### Objective:
Pull every line from the records below and reproduce each one verbatim, in its original order, omitting none and altering nothing.

### Dataset rows:

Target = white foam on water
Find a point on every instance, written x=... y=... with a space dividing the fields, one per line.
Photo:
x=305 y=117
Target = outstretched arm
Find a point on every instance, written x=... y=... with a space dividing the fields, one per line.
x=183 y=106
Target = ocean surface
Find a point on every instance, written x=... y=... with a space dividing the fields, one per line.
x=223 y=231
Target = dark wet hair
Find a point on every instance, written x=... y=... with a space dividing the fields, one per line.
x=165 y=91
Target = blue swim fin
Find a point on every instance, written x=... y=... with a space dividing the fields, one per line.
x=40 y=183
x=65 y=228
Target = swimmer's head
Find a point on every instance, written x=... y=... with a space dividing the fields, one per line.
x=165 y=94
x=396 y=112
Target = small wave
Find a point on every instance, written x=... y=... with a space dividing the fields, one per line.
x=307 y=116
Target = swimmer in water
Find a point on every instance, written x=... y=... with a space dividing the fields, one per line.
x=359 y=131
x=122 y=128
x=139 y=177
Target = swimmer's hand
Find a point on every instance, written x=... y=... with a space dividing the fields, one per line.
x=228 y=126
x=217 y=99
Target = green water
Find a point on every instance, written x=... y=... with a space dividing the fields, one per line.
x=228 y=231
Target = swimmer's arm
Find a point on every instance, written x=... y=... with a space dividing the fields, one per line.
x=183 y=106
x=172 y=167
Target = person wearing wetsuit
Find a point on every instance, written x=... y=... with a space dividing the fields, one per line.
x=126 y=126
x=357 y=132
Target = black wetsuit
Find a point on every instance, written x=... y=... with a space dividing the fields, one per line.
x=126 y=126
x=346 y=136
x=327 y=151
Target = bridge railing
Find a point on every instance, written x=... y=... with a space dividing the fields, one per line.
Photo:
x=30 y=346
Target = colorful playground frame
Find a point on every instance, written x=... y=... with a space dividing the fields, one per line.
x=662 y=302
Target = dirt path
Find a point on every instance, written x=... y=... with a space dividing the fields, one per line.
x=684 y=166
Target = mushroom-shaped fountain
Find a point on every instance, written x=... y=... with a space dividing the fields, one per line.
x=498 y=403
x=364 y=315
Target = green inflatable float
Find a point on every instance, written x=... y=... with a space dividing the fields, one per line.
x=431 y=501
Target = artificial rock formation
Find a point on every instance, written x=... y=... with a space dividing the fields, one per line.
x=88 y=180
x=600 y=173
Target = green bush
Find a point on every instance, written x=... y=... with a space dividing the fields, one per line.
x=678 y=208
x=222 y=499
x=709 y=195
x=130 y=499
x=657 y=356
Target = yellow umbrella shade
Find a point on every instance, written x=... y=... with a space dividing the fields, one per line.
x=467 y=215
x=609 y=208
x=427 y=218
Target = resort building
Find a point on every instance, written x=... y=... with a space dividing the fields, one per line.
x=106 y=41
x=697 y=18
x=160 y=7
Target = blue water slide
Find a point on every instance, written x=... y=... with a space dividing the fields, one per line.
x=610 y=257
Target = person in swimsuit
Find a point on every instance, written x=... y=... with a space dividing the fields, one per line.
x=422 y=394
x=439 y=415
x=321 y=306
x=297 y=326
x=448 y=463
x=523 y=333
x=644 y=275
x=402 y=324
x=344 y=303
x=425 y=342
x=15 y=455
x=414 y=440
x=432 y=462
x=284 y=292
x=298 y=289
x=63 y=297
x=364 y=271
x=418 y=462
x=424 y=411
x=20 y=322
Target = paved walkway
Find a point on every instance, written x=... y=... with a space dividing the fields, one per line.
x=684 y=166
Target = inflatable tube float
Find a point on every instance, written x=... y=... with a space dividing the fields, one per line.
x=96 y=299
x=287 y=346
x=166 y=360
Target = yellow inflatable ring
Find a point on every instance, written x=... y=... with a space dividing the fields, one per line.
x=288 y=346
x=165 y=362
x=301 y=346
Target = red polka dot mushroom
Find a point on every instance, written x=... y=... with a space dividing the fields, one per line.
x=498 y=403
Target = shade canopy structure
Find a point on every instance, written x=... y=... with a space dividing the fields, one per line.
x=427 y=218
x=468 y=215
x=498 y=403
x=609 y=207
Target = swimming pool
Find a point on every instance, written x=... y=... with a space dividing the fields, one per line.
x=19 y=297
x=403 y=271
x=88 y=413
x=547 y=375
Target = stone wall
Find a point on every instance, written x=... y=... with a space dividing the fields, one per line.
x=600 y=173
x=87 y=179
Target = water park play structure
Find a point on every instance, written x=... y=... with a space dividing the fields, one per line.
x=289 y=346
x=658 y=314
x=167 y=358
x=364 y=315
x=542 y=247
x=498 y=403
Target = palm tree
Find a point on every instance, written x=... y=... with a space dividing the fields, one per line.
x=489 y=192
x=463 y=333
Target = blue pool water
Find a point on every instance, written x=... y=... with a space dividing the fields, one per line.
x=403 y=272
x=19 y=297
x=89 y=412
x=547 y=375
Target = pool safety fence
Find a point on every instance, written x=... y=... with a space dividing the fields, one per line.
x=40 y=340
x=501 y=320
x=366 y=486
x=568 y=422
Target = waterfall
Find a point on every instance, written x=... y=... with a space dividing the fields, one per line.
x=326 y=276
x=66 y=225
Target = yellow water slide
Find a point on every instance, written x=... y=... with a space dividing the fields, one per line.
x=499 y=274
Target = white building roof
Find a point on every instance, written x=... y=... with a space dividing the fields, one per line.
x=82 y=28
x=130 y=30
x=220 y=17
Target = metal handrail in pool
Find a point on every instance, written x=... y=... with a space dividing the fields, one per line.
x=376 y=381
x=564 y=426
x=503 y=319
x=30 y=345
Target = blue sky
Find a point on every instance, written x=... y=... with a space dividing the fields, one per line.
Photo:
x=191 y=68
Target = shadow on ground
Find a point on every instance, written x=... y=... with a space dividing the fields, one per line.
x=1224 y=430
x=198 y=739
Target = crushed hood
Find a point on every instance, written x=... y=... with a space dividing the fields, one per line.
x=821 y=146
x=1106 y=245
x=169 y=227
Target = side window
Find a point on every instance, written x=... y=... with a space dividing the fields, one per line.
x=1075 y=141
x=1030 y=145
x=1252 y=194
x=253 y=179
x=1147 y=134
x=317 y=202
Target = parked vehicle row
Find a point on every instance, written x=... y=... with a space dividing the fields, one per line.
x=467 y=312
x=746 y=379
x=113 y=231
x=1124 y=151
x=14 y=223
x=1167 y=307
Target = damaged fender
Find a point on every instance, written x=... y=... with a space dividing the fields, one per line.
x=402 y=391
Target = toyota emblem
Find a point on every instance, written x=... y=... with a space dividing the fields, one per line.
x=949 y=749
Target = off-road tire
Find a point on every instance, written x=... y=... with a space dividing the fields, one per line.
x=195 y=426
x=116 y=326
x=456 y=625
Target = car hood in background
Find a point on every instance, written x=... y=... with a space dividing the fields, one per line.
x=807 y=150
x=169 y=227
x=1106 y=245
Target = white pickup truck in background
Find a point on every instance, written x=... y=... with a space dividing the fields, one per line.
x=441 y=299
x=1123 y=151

### Task response:
Target = white foam on water
Find a point on every instance, written x=... y=... with a space dividing the fields, one per line.
Photo:
x=305 y=117
Target = outstretched arm
Find a point on every instance, written x=... y=... with a space dividing the fields, one per line.
x=183 y=106
Target = ocean surface
Find a point on every instance, written x=... y=... with a space dividing the fields, one per line.
x=223 y=231
Target = dark wet hair
Find a point on every instance, written x=... y=... with a space dividing the fields, one per line.
x=165 y=91
Target = blue swim fin
Find a point on every instance, written x=... y=... with a space dividing the fields, one per line.
x=40 y=183
x=65 y=228
Target = swimmer's head
Find a point on every instance, written x=... y=... with a space dividing the fields, one per line.
x=165 y=94
x=396 y=112
Target = small wave
Find a point on every instance, written x=... y=... with a space dividing the fields, one per line.
x=307 y=116
Target = swimmer in water
Find a point on every instance, written x=... y=... with a space dividing the fields, one per line.
x=359 y=131
x=122 y=128
x=139 y=177
Target = swimmer's hand
Find a point on every instance, written x=... y=... with a space dividing the fields, one per line.
x=228 y=126
x=217 y=99
Target = green water
Find a point on every instance, written x=... y=... with a space dividing the fields, one per line.
x=228 y=231
Target = swimmer's arm
Find a point on every instance, written x=... y=... with a space dividing the fields, one per line.
x=183 y=106
x=172 y=167
Target = person wearing wetsuit
Find a point on every instance, written x=... y=... with a space dividing the fields, one per line.
x=126 y=126
x=357 y=132
Target = black wetsuit
Find a point on every instance, written x=... y=... with a space dividing the fields, one per line.
x=126 y=126
x=346 y=136
x=327 y=151
Target = bridge railing
Find a point on every instance, written x=... y=... with a space dividing the fields, one per line.
Photo:
x=30 y=346
Target = colorful playground frame
Find a point on every instance, written x=... y=... with a space dividing the fields, one per line.
x=662 y=302
Target = dirt path
Find a point on every instance, written x=... y=... with a space dividing the fields, one per line.
x=684 y=166
Target = mushroom-shaped fountain
Find a point on every instance, written x=... y=... with a space dividing the fields, one per line.
x=498 y=403
x=364 y=315
Target = green inflatable float
Find a point on every instance, written x=... y=... with a space dividing the fields, one per line.
x=431 y=501
Target = artificial rock formation
Find a point on every instance, written x=... y=... with a space dividing the fields, one per line.
x=88 y=180
x=600 y=173
Target = green bush
Find a point on every instance, written x=... y=... with a space dividing the fields, one per line.
x=678 y=208
x=222 y=499
x=709 y=195
x=130 y=499
x=657 y=356
Target = yellow umbrella shade
Find a point on every instance, written x=... y=... with a space dividing the fields, one per line.
x=467 y=215
x=609 y=208
x=427 y=218
Target = resort building
Find a point on every instance, written x=... y=... with a space dividing the fields, one per line.
x=106 y=41
x=697 y=18
x=160 y=7
Target = blue water slide
Find a point on every instance, written x=... y=... with a space dividing the fields, one per line.
x=610 y=257
Target = person in swimsuit
Find a point on every instance, written x=... y=... with a space dividing the fields, one per line.
x=422 y=394
x=439 y=415
x=321 y=306
x=297 y=326
x=448 y=463
x=523 y=333
x=644 y=275
x=402 y=324
x=344 y=303
x=425 y=342
x=15 y=455
x=414 y=440
x=432 y=462
x=284 y=292
x=298 y=289
x=63 y=297
x=364 y=271
x=418 y=462
x=424 y=411
x=20 y=322
Target = paved walkway
Find a point on every instance, written x=... y=... with a space dividing the fields, one per line.
x=684 y=166
Target = inflatable tube float
Find a point on every instance, written x=... y=... with a space dividing the fields, one per line.
x=96 y=299
x=287 y=346
x=166 y=360
Target = yellow inflatable ring
Find a point on every instance, written x=... y=... with a space dividing the fields, one per line.
x=288 y=346
x=165 y=362
x=301 y=346
Target = red polka dot mushroom
Find a point on every instance, written x=... y=... with a space dividing the fields, one per line.
x=498 y=403
Target = shade canopy structure
Find a point on every instance, written x=... y=... with a space dividing the fields, one per line.
x=427 y=218
x=468 y=215
x=498 y=403
x=609 y=207
Target = swimming pool
Find a point on every instance, written x=... y=... with a space dividing the fields, one per line.
x=19 y=297
x=403 y=271
x=88 y=413
x=547 y=375
Target = stone wall
Find a point on every instance, written x=... y=... with a space dividing the fields, one per line.
x=600 y=173
x=87 y=179
Target = water park play structure
Find a point on every instance, written x=... y=... with a space dividing the fields, one per line.
x=289 y=346
x=658 y=314
x=167 y=358
x=364 y=315
x=542 y=247
x=498 y=403
Target = palm tree
Find a point on every instance, written x=... y=... with a space dividing the fields, one per line.
x=489 y=192
x=463 y=333
Target = blue pool water
Find a point on every instance, written x=... y=... with a space dividing the fields, one per line.
x=403 y=272
x=19 y=297
x=89 y=412
x=547 y=375
Target = pool safety fence
Find a point on every instance, written x=... y=... with a space dividing the fields, one per line.
x=40 y=340
x=501 y=320
x=366 y=486
x=568 y=422
Target = waterfall
Find a point on every instance, written x=... y=... with a space dividing the fields, one per line.
x=326 y=276
x=66 y=225
Target = yellow water slide
Find a point on every instance, written x=... y=... with a space dividing the fields, one per line.
x=499 y=274
Target = white building roof
Find a point on every instance, written x=... y=... with a space dividing the fields, one per line.
x=82 y=28
x=130 y=30
x=220 y=17
Target = metal handrail in pool
Find a point on every instance, written x=... y=... with a space dividing the fields, one per line.
x=376 y=381
x=564 y=426
x=503 y=319
x=30 y=345
Target = blue sky
Find a point on every instance, written x=... y=... with a space dividing the fields, one per line.
Photo:
x=191 y=68
Target = shadow on ground
Find a point on every instance, written x=... y=... with a space dividing the fields, one per line.
x=1224 y=430
x=198 y=739
Target = crushed hood
Find a point on every instance, written x=... y=... with a space dividing the fields, one per line.
x=821 y=146
x=1106 y=245
x=169 y=227
Target = side window
Find a point on every instance, written x=... y=... with a space dividing the fields, one per line.
x=1075 y=141
x=1030 y=145
x=1252 y=194
x=253 y=179
x=1147 y=134
x=317 y=202
Target = parked vehicle row
Find a point on every instance, written x=... y=... with a space dividing the fields, one per line.
x=467 y=312
x=746 y=379
x=113 y=231
x=1124 y=151
x=14 y=223
x=1167 y=307
Target = damaged fender
Find a point on every instance, written x=... y=... with a space dividing the fields, one per line.
x=402 y=391
Target = toyota emblem
Find a point on every instance, written x=... y=... with a space dividing the fields, one per line.
x=949 y=749
Target = off-road tire
Find a point on every instance, written x=... y=... with a space dividing the fields, one per line.
x=195 y=426
x=116 y=326
x=456 y=625
Target = car hood in background
Find a point on every instance, written x=... y=... with a space dividing the fields, one per line.
x=807 y=150
x=169 y=227
x=1106 y=245
Target = white pickup truck in background
Find a point on every instance, written x=... y=... with a space dividing the fields, one per line.
x=441 y=299
x=1123 y=151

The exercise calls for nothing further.